Directions for this task: In the records below, find the line containing "In this exercise you will indicate the recessed"; give it again exactly, along with every line that follows, and nothing else.

Given records:

-- Start --

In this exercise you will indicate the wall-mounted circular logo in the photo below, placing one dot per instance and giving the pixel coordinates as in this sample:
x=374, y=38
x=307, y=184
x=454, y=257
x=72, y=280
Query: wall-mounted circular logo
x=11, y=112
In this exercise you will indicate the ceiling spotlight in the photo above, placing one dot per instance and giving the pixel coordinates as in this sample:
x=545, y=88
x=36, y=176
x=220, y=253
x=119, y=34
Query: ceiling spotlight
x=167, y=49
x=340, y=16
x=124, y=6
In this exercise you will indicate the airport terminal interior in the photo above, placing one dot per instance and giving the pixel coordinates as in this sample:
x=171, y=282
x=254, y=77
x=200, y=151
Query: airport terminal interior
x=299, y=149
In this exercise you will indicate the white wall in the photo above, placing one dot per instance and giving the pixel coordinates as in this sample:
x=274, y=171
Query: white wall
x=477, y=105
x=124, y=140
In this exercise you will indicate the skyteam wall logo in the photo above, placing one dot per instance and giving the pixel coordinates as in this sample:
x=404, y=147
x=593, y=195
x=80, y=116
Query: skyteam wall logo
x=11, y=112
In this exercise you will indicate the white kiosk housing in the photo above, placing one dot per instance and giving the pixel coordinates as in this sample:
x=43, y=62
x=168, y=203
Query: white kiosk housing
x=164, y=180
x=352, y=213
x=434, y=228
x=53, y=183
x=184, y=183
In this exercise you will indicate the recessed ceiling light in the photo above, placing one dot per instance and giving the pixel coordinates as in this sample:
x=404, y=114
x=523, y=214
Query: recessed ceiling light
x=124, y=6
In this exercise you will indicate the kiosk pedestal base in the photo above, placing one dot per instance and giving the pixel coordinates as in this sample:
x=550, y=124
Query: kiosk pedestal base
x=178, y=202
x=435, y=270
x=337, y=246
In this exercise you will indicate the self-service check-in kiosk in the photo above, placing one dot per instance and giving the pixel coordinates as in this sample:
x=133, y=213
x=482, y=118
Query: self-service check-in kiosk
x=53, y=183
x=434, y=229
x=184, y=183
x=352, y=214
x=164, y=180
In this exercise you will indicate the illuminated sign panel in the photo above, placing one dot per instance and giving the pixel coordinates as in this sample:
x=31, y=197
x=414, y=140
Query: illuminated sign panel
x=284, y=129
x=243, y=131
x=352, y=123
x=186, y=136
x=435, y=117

-- End --

Solution to this exercise:
In this exercise you will indicate the recessed ceiling light in the photo above, placing one dot per instance and giving the pixel coordinates as in this sample:
x=404, y=114
x=523, y=214
Query: recessed ceiling light
x=124, y=6
In this exercise you will indicate the kiosk pedestal base in the photo above, placing one dot per instance and giving the pixel coordinates as in this sample:
x=550, y=124
Query: kiosk pedestal base
x=178, y=202
x=435, y=270
x=337, y=246
In this exercise you will indicate the self-service check-in kiosk in the photo above, placing one dot per instance and giving the pixel coordinates as in this sample:
x=133, y=213
x=482, y=118
Query: self-service check-in kiosk
x=53, y=183
x=434, y=229
x=184, y=183
x=352, y=214
x=164, y=180
In this exercise you will indicate the illuminated sign panel in the photo above, placing one dot per instance and giving the pixel coordinates as in this sample:
x=31, y=197
x=414, y=140
Query: illuminated sign panel
x=284, y=129
x=243, y=131
x=352, y=123
x=186, y=136
x=435, y=117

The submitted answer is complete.